EXERCISE MATERIAL Start Marker

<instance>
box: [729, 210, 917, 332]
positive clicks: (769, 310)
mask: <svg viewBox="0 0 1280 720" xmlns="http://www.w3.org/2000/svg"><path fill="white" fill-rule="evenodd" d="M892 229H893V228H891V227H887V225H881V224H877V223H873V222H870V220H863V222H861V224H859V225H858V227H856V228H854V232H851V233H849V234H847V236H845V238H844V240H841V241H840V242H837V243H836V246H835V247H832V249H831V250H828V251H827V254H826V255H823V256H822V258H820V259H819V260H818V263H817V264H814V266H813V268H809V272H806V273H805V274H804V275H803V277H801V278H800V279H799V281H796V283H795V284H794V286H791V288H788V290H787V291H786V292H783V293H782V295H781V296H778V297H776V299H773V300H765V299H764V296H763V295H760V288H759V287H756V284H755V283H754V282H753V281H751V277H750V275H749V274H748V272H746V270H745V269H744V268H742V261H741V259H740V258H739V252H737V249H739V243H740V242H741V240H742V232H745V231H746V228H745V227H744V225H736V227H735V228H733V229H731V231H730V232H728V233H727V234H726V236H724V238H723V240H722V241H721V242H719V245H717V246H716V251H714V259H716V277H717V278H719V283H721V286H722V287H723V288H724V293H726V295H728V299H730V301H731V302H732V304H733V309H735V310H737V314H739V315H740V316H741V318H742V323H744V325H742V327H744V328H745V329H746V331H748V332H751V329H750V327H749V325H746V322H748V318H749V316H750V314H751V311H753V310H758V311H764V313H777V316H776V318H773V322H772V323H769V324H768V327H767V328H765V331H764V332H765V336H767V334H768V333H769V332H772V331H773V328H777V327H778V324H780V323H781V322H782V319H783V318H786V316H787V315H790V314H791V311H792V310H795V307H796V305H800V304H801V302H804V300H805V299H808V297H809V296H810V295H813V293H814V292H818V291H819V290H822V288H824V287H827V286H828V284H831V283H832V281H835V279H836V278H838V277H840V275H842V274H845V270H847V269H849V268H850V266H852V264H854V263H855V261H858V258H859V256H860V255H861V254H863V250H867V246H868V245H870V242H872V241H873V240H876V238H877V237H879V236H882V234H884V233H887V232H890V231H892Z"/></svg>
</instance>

EXERCISE MATERIAL End Marker

WHAT IS EXPECTED.
Please repeat, exactly and only, the lines from the one containing "box: [729, 210, 917, 332]" through the last line of the records, both included.

SOLUTION TO THE PROBLEM.
box: [729, 210, 917, 332]
positive clicks: (769, 310)
mask: <svg viewBox="0 0 1280 720" xmlns="http://www.w3.org/2000/svg"><path fill="white" fill-rule="evenodd" d="M892 229H893V228H891V227H887V225H881V224H877V223H873V222H870V220H863V222H861V224H859V225H858V227H856V228H854V232H851V233H849V234H847V236H845V238H844V240H841V241H840V242H837V243H836V246H835V247H832V249H831V250H828V251H827V254H826V255H823V256H822V258H820V259H819V260H818V263H817V264H814V266H813V268H809V272H806V273H805V274H804V275H803V277H801V278H800V279H799V281H796V283H795V284H794V286H791V288H788V290H787V291H786V292H783V293H782V295H781V296H778V297H776V299H773V300H765V299H764V296H763V295H760V288H759V287H756V284H755V283H754V282H753V281H751V277H750V275H749V274H748V272H746V270H745V269H744V268H742V261H741V259H740V258H739V252H737V249H739V243H740V242H741V240H742V232H745V231H746V228H745V227H744V225H736V227H735V228H733V229H731V231H730V232H728V233H727V234H726V236H724V238H723V240H722V241H721V242H719V245H717V246H716V251H714V259H716V277H717V278H719V283H721V286H722V287H723V288H724V293H726V295H728V299H730V301H731V302H732V304H733V309H735V310H737V314H739V315H740V316H741V318H742V323H744V325H742V327H744V328H745V329H746V331H748V332H751V329H750V327H749V325H746V322H748V318H749V316H750V314H751V311H753V310H758V311H764V313H777V316H776V318H773V322H772V323H769V324H768V327H767V328H765V331H764V332H765V336H767V334H768V333H769V332H772V331H773V328H777V327H778V324H780V323H781V322H782V319H783V318H786V316H787V315H790V314H791V311H792V310H795V307H796V305H800V304H801V302H804V300H805V299H808V297H809V296H810V295H813V293H814V292H818V291H819V290H822V288H824V287H827V286H828V284H831V283H832V281H835V279H836V278H838V277H840V275H842V274H845V270H847V269H849V268H850V266H852V264H854V263H855V261H858V258H859V256H860V255H861V254H863V250H867V246H868V245H870V242H872V241H873V240H876V238H877V237H879V236H882V234H884V233H887V232H890V231H892Z"/></svg>
</instance>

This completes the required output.